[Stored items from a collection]

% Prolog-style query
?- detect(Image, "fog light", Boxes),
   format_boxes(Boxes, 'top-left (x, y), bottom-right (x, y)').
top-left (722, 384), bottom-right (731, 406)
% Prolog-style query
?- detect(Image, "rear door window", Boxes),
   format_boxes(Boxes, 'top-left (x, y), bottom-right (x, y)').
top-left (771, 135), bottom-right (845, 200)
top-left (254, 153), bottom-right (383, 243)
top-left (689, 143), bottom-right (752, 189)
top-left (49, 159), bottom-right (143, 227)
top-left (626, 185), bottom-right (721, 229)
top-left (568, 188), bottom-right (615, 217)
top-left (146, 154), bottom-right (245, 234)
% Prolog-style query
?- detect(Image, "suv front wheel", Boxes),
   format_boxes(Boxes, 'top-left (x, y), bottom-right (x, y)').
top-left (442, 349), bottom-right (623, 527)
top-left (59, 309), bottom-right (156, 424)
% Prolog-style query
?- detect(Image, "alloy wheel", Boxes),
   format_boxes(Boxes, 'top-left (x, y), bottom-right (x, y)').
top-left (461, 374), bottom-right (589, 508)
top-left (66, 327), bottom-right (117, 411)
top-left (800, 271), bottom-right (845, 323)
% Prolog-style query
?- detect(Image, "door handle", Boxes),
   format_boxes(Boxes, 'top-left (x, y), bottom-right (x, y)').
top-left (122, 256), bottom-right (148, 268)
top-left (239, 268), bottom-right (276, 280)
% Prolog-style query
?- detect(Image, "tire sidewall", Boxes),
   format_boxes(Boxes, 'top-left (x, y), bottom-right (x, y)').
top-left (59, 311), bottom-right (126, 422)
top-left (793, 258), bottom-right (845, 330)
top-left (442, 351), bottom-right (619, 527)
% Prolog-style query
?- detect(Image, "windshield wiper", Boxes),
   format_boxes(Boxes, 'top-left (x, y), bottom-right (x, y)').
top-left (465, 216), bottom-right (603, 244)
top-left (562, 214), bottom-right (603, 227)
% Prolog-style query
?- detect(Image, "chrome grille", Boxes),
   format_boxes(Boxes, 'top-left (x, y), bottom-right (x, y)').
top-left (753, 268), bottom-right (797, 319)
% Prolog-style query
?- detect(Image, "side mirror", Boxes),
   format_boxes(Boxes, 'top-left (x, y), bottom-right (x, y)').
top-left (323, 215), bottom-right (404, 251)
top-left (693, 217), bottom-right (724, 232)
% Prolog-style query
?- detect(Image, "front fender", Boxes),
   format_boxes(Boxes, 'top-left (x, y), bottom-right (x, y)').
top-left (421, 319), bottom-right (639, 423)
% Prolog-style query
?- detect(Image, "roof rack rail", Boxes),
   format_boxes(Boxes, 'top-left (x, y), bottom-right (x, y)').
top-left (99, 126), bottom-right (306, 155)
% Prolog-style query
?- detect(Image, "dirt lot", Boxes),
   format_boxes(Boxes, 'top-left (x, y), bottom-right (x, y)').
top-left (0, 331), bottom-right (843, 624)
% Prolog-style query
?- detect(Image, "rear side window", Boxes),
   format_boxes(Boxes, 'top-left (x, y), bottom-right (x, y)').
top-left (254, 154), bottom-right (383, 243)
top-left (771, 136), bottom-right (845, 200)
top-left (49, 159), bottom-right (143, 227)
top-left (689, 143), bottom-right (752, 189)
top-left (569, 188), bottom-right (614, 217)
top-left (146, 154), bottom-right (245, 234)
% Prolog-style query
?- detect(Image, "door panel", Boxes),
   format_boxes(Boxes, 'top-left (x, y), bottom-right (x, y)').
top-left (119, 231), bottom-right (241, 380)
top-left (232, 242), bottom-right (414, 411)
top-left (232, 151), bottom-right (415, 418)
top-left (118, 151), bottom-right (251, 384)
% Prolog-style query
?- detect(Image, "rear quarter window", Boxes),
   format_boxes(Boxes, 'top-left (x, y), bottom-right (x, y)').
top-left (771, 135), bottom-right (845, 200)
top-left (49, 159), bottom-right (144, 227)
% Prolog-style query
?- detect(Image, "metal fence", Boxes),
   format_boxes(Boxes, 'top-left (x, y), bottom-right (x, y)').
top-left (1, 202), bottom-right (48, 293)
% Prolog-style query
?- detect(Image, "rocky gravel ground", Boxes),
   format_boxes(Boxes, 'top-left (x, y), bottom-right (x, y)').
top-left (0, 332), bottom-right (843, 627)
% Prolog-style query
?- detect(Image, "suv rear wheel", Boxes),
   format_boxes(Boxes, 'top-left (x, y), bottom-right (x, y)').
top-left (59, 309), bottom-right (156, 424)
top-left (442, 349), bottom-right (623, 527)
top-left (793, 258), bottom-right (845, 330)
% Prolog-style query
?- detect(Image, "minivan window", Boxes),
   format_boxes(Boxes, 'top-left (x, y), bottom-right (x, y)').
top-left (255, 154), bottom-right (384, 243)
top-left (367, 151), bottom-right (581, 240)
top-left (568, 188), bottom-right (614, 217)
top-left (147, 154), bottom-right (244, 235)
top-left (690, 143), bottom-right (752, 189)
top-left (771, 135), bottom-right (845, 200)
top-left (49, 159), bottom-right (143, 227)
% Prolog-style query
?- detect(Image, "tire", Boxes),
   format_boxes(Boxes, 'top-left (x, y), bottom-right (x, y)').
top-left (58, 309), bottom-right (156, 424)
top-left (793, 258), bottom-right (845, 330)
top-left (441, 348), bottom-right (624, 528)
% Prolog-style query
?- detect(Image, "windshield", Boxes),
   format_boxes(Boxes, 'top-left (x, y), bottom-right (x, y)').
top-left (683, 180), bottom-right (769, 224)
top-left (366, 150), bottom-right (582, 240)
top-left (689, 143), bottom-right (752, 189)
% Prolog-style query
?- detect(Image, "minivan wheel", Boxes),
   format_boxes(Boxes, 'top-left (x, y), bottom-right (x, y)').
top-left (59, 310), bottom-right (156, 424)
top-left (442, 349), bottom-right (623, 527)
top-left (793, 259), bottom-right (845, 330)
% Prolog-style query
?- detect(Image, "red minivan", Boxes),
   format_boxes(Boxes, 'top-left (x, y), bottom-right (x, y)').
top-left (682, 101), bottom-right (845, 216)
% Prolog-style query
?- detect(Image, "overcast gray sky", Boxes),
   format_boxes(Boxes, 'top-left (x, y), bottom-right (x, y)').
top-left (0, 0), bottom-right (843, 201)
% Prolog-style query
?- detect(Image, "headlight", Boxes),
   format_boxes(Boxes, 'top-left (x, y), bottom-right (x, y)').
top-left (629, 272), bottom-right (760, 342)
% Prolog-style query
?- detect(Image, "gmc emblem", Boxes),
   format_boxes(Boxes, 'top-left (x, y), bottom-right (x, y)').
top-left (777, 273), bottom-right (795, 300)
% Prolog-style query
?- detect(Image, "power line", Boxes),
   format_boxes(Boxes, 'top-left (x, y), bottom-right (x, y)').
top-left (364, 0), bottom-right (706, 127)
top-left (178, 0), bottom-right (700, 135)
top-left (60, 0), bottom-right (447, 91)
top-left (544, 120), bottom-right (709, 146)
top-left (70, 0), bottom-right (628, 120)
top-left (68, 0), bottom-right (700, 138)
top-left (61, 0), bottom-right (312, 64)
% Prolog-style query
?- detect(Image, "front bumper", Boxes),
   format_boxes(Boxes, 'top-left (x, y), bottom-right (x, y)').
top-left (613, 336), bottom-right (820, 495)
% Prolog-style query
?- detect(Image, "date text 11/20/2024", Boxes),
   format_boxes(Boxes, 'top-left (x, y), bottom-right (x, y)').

** GOAL OF THE EXERCISE **
All entries are to be output exactly as they stand.

** YOUR SOLUTION **
% Prolog-style query
?- detect(Image, "fog light", Boxes),
   format_boxes(Boxes, 'top-left (x, y), bottom-right (x, y)').
top-left (722, 384), bottom-right (731, 406)
% Prolog-style query
?- detect(Image, "rear door window", Boxes),
   format_boxes(Boxes, 'top-left (x, y), bottom-right (x, y)').
top-left (771, 135), bottom-right (845, 200)
top-left (254, 153), bottom-right (383, 243)
top-left (689, 143), bottom-right (752, 189)
top-left (49, 159), bottom-right (143, 227)
top-left (626, 185), bottom-right (721, 229)
top-left (568, 188), bottom-right (615, 217)
top-left (146, 154), bottom-right (245, 234)
% Prolog-style query
?- detect(Image, "suv front wheel", Boxes),
   format_boxes(Boxes, 'top-left (x, y), bottom-right (x, y)').
top-left (442, 349), bottom-right (623, 527)
top-left (59, 309), bottom-right (156, 424)
% Prolog-style query
?- detect(Image, "alloy wheel", Boxes),
   format_boxes(Boxes, 'top-left (x, y), bottom-right (x, y)').
top-left (461, 374), bottom-right (589, 508)
top-left (66, 327), bottom-right (117, 411)
top-left (800, 271), bottom-right (845, 323)
% Prolog-style query
?- detect(Image, "door handle", Boxes),
   format_boxes(Boxes, 'top-left (x, y), bottom-right (x, y)').
top-left (122, 256), bottom-right (148, 268)
top-left (239, 268), bottom-right (276, 280)
% Prolog-style query
?- detect(Image, "tire sidewall", Boxes),
   format_boxes(Boxes, 'top-left (x, y), bottom-right (x, y)').
top-left (59, 311), bottom-right (126, 422)
top-left (793, 258), bottom-right (845, 330)
top-left (442, 351), bottom-right (619, 527)
% Prolog-style query
?- detect(Image, "windshield wiper", Boxes),
   format_boxes(Boxes, 'top-left (x, y), bottom-right (x, y)').
top-left (465, 216), bottom-right (603, 244)
top-left (562, 214), bottom-right (603, 227)
% Prolog-style query
?- detect(Image, "chrome grille", Boxes),
   format_boxes(Boxes, 'top-left (x, y), bottom-right (x, y)').
top-left (753, 268), bottom-right (797, 319)
% Prolog-style query
?- detect(Image, "side mirror", Boxes),
   format_boxes(Boxes, 'top-left (x, y), bottom-right (x, y)').
top-left (323, 215), bottom-right (404, 251)
top-left (693, 217), bottom-right (724, 232)
% Prolog-style query
?- detect(Image, "front fender", Boxes),
   format_boxes(Boxes, 'top-left (x, y), bottom-right (x, y)').
top-left (421, 319), bottom-right (639, 423)
% Prolog-style query
?- detect(Image, "roof rack rail", Boxes),
   format_boxes(Boxes, 'top-left (x, y), bottom-right (x, y)').
top-left (99, 126), bottom-right (306, 155)
% Prolog-style query
?- detect(Image, "dirt lot", Boxes),
   format_boxes(Boxes, 'top-left (x, y), bottom-right (x, y)').
top-left (0, 331), bottom-right (843, 624)
% Prolog-style query
?- detect(Image, "rear side window", Boxes),
   format_boxes(Boxes, 'top-left (x, y), bottom-right (x, y)').
top-left (254, 154), bottom-right (383, 243)
top-left (771, 136), bottom-right (845, 200)
top-left (49, 159), bottom-right (143, 227)
top-left (689, 143), bottom-right (752, 189)
top-left (569, 188), bottom-right (614, 217)
top-left (146, 154), bottom-right (245, 234)
% Prolog-style query
?- detect(Image, "door panel", Boxes),
   format_boxes(Boxes, 'top-left (x, y), bottom-right (x, y)').
top-left (119, 231), bottom-right (241, 380)
top-left (232, 242), bottom-right (414, 411)
top-left (232, 151), bottom-right (415, 418)
top-left (118, 151), bottom-right (251, 384)
% Prolog-style query
?- detect(Image, "rear quarter window", Boxes),
   format_boxes(Boxes, 'top-left (x, y), bottom-right (x, y)').
top-left (771, 135), bottom-right (845, 200)
top-left (49, 159), bottom-right (144, 227)
% Prolog-style query
?- detect(Image, "metal fence", Boxes),
   format_boxes(Boxes, 'top-left (x, y), bottom-right (x, y)').
top-left (1, 202), bottom-right (48, 293)
% Prolog-style query
?- detect(Image, "rocky gravel ground", Boxes),
   format_boxes(Boxes, 'top-left (x, y), bottom-right (x, y)').
top-left (0, 332), bottom-right (843, 627)
% Prolog-style query
?- detect(Image, "suv rear wheel", Boxes),
   format_boxes(Boxes, 'top-left (x, y), bottom-right (x, y)').
top-left (59, 309), bottom-right (156, 424)
top-left (442, 349), bottom-right (623, 527)
top-left (793, 258), bottom-right (845, 330)
% Prolog-style query
?- detect(Image, "minivan window", Boxes),
   format_boxes(Boxes, 'top-left (x, y), bottom-right (x, y)').
top-left (255, 154), bottom-right (384, 243)
top-left (367, 151), bottom-right (581, 240)
top-left (568, 188), bottom-right (614, 217)
top-left (147, 154), bottom-right (244, 235)
top-left (690, 143), bottom-right (752, 189)
top-left (771, 135), bottom-right (845, 200)
top-left (49, 159), bottom-right (143, 227)
% Prolog-style query
?- detect(Image, "tire", Boxes),
   format_boxes(Boxes, 'top-left (x, y), bottom-right (x, y)').
top-left (58, 309), bottom-right (156, 424)
top-left (793, 258), bottom-right (845, 330)
top-left (441, 348), bottom-right (624, 528)
% Prolog-style query
?- detect(Image, "windshield", Boxes),
   format_boxes(Boxes, 'top-left (x, y), bottom-right (x, y)').
top-left (683, 180), bottom-right (769, 224)
top-left (366, 150), bottom-right (582, 240)
top-left (689, 143), bottom-right (752, 189)
% Prolog-style query
?- detect(Image, "minivan wheel", Boxes),
   format_boxes(Boxes, 'top-left (x, y), bottom-right (x, y)').
top-left (59, 310), bottom-right (156, 424)
top-left (442, 349), bottom-right (623, 527)
top-left (793, 259), bottom-right (845, 330)
% Prolog-style query
?- detect(Image, "red minivan", Boxes),
   format_boxes(Boxes, 'top-left (x, y), bottom-right (x, y)').
top-left (682, 101), bottom-right (845, 216)
% Prolog-style query
?- detect(Image, "overcast gray sky", Boxes),
   format_boxes(Boxes, 'top-left (x, y), bottom-right (x, y)').
top-left (0, 0), bottom-right (843, 201)
% Prolog-style query
?- detect(Image, "headlight", Boxes),
   format_boxes(Boxes, 'top-left (x, y), bottom-right (x, y)').
top-left (629, 272), bottom-right (760, 342)
% Prolog-style query
?- detect(Image, "gmc emblem", Boxes),
   format_boxes(Boxes, 'top-left (x, y), bottom-right (x, y)').
top-left (777, 273), bottom-right (795, 300)
% Prolog-style query
?- detect(Image, "power line", Boxes),
   format_boxes(Boxes, 'top-left (x, y), bottom-right (x, y)').
top-left (364, 0), bottom-right (706, 127)
top-left (178, 0), bottom-right (700, 135)
top-left (60, 0), bottom-right (447, 91)
top-left (544, 120), bottom-right (709, 146)
top-left (70, 0), bottom-right (628, 120)
top-left (68, 0), bottom-right (700, 138)
top-left (61, 0), bottom-right (312, 64)
% Prolog-style query
?- detect(Image, "front bumper", Boxes),
   format_boxes(Boxes, 'top-left (x, y), bottom-right (x, y)').
top-left (613, 336), bottom-right (820, 495)
% Prolog-style query
?- detect(Image, "date text 11/20/2024", Boxes),
   format_boxes(Boxes, 'top-left (x, y), bottom-right (x, y)').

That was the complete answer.